## THINGS TO DO
a) Translate this sentence from the article on koi and Aeromonas bacteria into Spanish: "Every hobbyist knows that Spring is a critical time for koi."
b) In the article on koi and Aeromonas bacteria, list everything in which, according to the author's two-year studies, pond temperature plays a critical role.

## DOCUMENT SECTION
== == ==

Over Coming Aeromonas Alley
Every hobbyist knows that Spring is a critical time for koi. Often the koi
get sick grow ulcers, develop fin rot and die. After a long winter of fasting,
the fish are naturally weak and immunilogically stressed. Fish, like reptiles,
are cold blooded animals that rely totally on their environment to function. As
the temperature warms up, the fish are slowly adapting to their new
environmental conditions. Preying parasites and Aeromonas bacteria are growing
rapidly, and the stressed fish become their helpless victims. Why then, don't
the fish suffer the same consequences in the fall when they are exposed to the
same temperature ranges? I believe the reason is that the fish have been
building up their immunity all Summer and are at the peak of health so they are
better conditioned to fight off diseases, besides, the biofilter are also at
their optimum, so the water conditions are at their highest quality. Reference
12 supports my theory, in that it finds, once carp have been immunized at a
higher temperature (77°F), they can respond better immunilogically to lower
temperatures (50°F), and also possess immunological memory. My studies over a
two year period reaffirm the hypothesis, that pond temperature plays a critical
role in the health, growth, and immunity to disease. Even with ideal water
conditions, the fish can still get sick. Especially if, they carry traces of the
Aeromonas bacteria in their internal systems, and the temperature of the water
favors the undesirable bacteria instead of the fish. I have developed a cross
plot that illustrates my point in Figure 1. The data is based on References (10,
11,12 13 ) and contributions of D Pakiser and L Jepson References (2.9)

== == ==

## DATA SHOWN

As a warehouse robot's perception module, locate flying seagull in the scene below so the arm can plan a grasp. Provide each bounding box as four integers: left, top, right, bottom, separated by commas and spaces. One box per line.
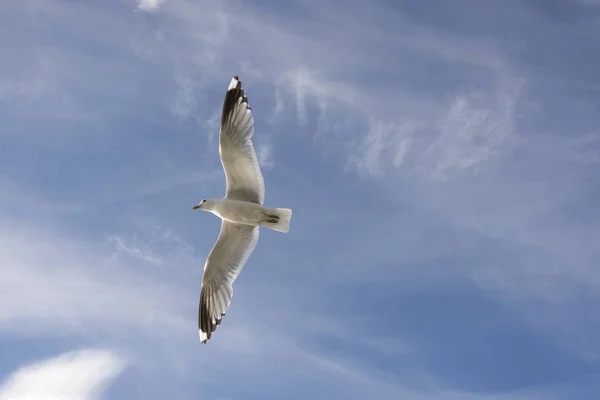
192, 76, 292, 343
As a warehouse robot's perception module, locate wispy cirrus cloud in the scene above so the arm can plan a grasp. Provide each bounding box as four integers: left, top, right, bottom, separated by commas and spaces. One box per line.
0, 349, 126, 400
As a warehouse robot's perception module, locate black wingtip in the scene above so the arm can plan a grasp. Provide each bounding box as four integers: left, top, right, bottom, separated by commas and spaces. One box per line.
221, 75, 250, 126
198, 290, 225, 344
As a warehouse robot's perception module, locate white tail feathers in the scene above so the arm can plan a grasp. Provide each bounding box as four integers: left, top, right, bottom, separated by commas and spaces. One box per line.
268, 208, 292, 233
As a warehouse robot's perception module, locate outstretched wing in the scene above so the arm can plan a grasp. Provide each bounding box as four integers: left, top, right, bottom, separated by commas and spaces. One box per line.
219, 76, 265, 204
198, 220, 258, 343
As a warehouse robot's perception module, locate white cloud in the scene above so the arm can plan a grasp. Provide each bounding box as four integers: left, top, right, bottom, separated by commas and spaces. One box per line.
0, 221, 195, 338
138, 0, 164, 11
418, 78, 521, 180
0, 349, 125, 400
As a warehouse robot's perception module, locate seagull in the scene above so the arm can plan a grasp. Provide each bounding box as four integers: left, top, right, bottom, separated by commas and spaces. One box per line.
192, 76, 292, 344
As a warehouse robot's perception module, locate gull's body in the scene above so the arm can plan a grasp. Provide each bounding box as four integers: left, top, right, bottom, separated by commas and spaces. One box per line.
194, 76, 292, 343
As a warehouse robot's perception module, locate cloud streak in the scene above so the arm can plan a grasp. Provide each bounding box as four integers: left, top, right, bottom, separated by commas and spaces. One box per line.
0, 349, 126, 400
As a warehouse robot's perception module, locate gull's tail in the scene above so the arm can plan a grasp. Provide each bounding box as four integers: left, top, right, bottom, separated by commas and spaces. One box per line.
264, 208, 292, 233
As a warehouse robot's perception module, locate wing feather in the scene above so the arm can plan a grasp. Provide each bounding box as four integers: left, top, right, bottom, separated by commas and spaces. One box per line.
219, 76, 265, 204
198, 220, 258, 343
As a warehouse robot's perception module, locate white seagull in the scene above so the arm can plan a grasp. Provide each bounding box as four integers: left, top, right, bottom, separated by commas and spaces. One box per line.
192, 76, 292, 343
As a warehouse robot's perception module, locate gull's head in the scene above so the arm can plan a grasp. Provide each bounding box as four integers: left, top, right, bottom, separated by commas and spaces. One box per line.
192, 199, 214, 211
192, 199, 207, 210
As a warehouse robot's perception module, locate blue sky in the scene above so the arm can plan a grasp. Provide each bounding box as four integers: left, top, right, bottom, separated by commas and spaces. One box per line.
0, 0, 600, 400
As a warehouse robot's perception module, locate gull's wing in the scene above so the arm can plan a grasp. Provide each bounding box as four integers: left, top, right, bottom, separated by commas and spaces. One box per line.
198, 220, 258, 343
219, 76, 265, 204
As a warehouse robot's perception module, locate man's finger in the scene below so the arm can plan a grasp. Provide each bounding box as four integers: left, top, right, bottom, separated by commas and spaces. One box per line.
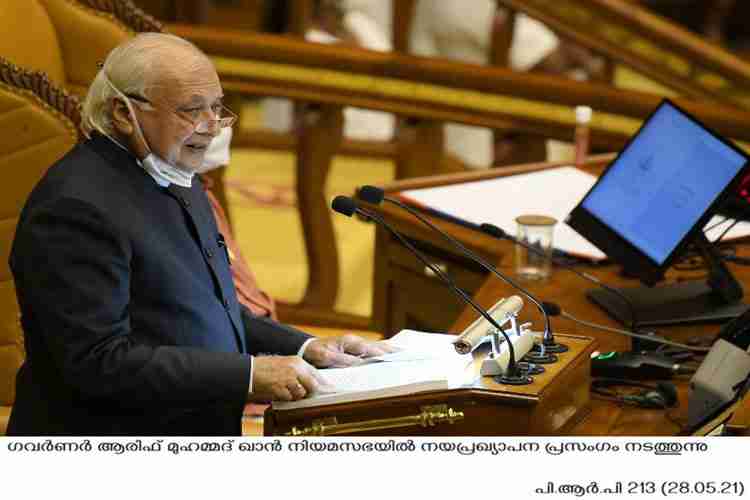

== == ==

## TASK-BY-TASK ANSWERS
a) Todo aficionado sabe que la primavera es una época crítica para los koi.

b)
- Health
- Growth
- Immunity to disease